━━━━━ Input records

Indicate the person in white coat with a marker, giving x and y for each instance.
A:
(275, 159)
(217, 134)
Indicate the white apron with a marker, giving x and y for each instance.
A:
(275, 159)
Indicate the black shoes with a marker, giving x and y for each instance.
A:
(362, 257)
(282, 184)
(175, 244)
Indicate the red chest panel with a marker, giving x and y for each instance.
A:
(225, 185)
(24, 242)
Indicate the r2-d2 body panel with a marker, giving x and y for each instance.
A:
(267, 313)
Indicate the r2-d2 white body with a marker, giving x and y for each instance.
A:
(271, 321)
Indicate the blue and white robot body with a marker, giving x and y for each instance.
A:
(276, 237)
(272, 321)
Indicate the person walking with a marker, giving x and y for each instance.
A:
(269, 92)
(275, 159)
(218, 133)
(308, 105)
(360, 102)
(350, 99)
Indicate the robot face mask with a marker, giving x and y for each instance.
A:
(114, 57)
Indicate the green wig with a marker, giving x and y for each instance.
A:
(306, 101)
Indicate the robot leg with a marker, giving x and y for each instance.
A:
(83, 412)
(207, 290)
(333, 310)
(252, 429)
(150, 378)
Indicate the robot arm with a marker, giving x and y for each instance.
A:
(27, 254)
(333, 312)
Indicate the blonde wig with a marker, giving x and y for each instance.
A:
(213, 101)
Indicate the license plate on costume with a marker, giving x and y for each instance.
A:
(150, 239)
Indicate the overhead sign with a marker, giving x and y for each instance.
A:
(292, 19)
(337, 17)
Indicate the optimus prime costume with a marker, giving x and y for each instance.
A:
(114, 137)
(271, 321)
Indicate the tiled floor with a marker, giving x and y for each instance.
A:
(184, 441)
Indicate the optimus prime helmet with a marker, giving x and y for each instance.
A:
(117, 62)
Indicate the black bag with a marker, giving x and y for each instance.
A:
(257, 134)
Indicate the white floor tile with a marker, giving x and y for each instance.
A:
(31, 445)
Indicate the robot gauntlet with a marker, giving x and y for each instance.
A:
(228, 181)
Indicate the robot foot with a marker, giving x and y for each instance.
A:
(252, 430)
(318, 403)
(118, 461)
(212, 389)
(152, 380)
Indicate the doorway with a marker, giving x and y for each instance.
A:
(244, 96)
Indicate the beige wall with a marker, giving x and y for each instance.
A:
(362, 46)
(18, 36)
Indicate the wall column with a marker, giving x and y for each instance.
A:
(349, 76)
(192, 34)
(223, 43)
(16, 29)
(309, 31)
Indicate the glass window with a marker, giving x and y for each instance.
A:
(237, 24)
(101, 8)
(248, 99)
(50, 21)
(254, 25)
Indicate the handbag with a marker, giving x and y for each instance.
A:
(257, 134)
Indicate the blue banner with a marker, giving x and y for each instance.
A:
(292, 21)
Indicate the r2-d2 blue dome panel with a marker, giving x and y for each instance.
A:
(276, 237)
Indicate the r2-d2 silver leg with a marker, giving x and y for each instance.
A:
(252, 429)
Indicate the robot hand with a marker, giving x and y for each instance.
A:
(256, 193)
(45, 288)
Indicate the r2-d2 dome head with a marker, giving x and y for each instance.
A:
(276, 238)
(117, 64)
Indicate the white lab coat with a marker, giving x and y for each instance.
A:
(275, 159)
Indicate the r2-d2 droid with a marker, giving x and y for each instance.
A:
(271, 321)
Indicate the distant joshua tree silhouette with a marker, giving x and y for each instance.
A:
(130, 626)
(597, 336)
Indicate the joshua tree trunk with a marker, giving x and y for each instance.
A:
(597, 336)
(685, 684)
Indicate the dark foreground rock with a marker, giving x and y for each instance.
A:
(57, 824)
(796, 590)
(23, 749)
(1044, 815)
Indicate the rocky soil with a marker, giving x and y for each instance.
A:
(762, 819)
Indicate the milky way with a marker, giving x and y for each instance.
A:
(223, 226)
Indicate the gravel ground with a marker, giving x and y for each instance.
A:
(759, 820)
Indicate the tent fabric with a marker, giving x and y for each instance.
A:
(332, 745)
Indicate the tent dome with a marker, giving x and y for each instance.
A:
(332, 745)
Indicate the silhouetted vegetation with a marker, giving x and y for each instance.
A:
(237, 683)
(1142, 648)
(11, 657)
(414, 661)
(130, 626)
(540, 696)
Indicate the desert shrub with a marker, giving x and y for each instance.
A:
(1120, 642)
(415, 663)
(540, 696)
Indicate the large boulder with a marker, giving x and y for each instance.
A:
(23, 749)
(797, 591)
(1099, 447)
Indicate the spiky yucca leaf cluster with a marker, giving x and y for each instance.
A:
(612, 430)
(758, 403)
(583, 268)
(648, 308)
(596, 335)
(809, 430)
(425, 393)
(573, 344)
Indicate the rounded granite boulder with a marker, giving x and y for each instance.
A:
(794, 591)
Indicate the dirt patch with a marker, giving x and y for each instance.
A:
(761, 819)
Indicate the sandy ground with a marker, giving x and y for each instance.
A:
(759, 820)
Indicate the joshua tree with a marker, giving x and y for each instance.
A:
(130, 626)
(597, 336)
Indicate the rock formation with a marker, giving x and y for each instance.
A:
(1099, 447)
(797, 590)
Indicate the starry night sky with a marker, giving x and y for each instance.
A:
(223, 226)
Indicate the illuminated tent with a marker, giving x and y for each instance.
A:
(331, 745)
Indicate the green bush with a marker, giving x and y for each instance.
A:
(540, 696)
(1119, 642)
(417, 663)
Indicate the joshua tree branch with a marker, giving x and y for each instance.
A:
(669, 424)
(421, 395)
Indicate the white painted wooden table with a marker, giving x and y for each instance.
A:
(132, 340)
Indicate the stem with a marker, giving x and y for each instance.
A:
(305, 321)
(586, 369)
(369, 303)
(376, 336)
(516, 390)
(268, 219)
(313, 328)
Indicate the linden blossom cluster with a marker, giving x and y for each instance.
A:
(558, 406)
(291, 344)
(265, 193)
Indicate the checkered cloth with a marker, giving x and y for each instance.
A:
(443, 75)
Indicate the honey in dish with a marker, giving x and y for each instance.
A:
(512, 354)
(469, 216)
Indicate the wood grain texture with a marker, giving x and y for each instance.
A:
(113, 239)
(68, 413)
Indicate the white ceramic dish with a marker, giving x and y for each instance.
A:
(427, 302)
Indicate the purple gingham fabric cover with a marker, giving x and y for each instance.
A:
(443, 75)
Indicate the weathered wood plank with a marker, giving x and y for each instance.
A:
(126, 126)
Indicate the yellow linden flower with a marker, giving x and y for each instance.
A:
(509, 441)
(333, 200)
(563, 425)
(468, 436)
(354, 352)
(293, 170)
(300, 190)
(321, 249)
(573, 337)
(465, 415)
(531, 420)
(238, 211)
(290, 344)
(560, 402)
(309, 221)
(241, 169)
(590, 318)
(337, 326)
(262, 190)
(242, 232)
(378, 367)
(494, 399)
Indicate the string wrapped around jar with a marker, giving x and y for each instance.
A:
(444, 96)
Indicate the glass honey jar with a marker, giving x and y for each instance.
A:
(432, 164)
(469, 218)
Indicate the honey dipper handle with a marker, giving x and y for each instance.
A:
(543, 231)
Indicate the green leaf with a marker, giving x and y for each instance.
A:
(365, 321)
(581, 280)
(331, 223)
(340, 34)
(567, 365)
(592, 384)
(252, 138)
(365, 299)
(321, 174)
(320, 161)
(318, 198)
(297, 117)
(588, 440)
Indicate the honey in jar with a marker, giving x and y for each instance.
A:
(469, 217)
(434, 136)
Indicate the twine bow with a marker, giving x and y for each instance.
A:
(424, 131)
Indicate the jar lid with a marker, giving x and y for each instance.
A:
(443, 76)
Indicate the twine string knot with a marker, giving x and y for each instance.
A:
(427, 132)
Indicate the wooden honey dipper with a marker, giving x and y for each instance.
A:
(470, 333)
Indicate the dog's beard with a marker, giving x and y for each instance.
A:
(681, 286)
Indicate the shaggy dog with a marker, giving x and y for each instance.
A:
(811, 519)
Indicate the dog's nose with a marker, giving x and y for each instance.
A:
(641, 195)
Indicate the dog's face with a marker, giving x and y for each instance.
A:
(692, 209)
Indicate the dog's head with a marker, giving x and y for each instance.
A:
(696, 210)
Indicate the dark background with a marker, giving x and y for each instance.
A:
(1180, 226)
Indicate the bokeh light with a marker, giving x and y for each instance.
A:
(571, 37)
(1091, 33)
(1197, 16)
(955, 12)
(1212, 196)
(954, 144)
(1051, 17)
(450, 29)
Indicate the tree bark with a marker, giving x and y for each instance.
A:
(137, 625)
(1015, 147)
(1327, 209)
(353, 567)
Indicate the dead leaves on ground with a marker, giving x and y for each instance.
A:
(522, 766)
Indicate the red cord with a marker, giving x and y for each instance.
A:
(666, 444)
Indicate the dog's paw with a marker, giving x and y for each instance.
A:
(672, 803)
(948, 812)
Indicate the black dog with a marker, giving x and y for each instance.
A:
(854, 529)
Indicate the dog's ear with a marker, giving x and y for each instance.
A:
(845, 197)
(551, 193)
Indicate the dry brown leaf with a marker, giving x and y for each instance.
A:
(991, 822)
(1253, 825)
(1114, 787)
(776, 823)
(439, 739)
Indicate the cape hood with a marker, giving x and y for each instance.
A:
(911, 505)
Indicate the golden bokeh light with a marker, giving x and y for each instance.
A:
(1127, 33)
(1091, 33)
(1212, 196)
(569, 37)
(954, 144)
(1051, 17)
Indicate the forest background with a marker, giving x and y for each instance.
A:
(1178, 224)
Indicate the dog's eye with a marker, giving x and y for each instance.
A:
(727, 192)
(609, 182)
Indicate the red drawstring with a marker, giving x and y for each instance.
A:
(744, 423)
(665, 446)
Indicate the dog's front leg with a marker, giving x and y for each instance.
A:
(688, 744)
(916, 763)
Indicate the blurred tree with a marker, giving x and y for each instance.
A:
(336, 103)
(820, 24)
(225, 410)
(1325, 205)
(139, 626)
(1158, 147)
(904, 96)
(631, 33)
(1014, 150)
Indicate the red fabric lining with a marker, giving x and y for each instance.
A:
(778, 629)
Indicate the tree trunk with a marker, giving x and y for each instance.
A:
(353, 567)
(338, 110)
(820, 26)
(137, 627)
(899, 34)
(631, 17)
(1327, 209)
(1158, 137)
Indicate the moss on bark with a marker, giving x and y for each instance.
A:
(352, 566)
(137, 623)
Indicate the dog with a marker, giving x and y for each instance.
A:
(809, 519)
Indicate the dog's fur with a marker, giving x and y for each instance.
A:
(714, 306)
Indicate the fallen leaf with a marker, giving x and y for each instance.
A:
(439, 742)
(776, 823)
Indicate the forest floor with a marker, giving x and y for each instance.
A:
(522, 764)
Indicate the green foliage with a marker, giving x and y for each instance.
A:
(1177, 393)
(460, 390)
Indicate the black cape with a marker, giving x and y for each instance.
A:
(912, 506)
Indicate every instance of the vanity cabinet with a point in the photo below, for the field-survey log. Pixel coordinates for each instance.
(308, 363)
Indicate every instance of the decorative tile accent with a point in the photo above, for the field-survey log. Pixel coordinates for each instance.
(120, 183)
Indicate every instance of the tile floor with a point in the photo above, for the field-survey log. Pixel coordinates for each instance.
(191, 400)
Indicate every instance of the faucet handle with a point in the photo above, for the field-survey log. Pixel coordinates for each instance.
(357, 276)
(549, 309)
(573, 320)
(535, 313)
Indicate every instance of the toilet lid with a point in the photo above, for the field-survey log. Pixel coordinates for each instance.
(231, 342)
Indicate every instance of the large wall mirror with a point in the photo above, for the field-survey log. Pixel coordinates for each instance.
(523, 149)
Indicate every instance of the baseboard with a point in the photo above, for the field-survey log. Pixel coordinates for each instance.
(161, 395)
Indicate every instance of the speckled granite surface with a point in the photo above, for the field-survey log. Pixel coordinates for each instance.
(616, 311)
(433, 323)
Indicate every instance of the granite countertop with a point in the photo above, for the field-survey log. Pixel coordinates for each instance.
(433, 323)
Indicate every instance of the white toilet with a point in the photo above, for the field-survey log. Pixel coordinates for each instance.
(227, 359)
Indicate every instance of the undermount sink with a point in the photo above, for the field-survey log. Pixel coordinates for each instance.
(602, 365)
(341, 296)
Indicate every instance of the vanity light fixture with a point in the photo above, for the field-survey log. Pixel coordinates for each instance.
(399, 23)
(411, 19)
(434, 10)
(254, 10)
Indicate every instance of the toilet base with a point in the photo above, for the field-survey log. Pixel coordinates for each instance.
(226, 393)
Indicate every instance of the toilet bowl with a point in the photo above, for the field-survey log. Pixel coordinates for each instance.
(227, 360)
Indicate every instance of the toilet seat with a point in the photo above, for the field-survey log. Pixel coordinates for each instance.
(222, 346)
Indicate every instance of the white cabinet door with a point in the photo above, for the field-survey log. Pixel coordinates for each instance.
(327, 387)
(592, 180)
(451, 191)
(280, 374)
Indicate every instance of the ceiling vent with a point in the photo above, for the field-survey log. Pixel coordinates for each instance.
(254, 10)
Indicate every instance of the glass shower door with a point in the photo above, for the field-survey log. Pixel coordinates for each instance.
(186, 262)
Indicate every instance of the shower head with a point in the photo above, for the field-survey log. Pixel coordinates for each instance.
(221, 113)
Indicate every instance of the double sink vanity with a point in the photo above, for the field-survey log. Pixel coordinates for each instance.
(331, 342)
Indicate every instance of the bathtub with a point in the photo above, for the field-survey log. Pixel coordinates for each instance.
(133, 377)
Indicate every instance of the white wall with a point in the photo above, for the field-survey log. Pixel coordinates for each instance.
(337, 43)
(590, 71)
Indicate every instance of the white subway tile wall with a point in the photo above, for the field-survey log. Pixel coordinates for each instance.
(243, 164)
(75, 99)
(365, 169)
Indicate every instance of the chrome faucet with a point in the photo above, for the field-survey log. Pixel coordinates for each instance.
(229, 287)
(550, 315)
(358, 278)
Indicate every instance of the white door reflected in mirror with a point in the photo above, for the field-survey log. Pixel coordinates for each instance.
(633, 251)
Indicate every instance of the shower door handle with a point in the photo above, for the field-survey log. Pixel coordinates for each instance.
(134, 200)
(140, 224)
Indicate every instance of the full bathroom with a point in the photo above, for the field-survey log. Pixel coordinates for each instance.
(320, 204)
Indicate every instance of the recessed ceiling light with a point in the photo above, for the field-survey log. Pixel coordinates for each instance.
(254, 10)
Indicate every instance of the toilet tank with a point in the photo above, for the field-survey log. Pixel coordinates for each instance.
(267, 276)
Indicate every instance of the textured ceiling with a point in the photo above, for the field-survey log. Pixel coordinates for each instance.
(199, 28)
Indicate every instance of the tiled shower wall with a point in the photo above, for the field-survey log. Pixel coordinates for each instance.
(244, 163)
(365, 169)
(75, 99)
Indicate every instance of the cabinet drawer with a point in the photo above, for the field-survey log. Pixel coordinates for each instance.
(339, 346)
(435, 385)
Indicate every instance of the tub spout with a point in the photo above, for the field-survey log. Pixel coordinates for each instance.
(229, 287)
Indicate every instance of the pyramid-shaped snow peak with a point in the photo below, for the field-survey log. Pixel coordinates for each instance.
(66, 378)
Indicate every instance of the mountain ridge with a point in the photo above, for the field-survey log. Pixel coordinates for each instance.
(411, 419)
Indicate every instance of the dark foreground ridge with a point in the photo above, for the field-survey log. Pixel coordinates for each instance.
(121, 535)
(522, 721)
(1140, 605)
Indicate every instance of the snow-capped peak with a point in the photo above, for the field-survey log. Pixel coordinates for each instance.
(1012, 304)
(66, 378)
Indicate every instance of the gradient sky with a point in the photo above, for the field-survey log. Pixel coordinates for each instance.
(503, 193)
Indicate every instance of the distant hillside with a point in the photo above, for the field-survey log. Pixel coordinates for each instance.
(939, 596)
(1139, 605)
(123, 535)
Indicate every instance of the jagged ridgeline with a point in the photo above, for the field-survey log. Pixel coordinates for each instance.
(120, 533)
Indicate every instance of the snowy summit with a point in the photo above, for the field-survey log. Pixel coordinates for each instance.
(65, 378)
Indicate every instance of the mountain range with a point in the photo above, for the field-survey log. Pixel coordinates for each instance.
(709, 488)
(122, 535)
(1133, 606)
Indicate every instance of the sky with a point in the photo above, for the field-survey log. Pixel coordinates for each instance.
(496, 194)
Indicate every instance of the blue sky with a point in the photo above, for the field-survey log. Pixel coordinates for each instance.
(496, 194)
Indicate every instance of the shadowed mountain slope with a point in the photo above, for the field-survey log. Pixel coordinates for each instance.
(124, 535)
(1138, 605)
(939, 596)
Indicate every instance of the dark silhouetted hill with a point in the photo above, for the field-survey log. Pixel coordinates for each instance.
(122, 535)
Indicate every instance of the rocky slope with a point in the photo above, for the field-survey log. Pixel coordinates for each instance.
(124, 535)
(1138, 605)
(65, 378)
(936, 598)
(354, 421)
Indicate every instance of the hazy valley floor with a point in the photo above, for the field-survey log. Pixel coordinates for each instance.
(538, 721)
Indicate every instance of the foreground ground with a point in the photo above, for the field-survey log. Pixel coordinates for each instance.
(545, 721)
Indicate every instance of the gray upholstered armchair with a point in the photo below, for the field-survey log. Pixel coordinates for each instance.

━━━━━━━━━━

When a line of the data above holds the string "wooden", count it, and reply with the resulting number only.

2